Your task -
For this exercise, output the line containing "[[482, 292]]" and all lines after it to the end of the records, exactly, with no other content.

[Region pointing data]

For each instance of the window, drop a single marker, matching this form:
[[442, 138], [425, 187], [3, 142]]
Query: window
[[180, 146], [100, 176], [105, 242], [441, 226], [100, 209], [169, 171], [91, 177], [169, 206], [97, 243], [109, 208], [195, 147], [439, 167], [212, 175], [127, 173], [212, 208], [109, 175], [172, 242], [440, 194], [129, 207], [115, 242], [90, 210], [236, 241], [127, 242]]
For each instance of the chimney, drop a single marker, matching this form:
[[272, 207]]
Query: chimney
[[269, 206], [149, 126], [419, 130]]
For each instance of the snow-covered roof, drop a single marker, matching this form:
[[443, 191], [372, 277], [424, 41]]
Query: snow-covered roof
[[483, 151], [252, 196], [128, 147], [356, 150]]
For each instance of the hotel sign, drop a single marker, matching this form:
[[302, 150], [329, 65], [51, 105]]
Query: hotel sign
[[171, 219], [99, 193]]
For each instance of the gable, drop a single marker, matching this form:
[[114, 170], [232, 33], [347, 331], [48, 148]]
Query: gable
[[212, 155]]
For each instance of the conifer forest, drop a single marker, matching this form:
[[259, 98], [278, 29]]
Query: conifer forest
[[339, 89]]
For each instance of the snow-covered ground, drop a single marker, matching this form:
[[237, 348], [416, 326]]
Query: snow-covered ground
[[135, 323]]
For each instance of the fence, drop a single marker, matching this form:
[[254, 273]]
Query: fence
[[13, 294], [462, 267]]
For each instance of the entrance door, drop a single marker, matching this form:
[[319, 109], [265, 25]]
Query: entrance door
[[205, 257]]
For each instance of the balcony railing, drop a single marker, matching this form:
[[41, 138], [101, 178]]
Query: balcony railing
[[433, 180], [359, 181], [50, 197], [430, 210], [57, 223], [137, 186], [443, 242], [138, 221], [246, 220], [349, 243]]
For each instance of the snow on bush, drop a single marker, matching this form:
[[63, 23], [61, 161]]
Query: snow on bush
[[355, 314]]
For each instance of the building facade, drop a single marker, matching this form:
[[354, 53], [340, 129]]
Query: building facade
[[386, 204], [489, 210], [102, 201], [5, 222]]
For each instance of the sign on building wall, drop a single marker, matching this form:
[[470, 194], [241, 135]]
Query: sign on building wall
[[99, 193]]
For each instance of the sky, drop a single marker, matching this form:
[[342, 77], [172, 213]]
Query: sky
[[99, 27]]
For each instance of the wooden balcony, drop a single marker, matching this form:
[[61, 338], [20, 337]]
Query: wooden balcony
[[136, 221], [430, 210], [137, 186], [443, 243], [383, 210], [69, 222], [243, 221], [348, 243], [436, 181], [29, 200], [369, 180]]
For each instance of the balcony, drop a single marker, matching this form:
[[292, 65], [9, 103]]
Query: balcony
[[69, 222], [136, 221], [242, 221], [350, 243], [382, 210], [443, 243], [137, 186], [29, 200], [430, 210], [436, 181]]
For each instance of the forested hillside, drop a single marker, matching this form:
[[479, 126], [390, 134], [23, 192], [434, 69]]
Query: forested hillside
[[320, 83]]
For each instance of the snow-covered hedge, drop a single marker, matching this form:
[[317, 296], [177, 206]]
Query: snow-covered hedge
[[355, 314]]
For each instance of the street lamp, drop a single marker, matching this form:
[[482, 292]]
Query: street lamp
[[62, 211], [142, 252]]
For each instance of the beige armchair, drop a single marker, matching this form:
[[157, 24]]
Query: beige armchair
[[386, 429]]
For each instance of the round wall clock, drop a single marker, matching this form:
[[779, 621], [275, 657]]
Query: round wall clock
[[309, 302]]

Reply to the task -
[[482, 292]]
Query: street lamp
[[62, 211], [142, 252]]
For each instance of the beige armchair, drop a single marker, matching this form:
[[157, 24]]
Query: beige armchair
[[386, 429]]
For each instance of the round wall clock, drop a single marker, matching this form:
[[779, 621], [275, 657]]
Query: round wall clock
[[309, 302]]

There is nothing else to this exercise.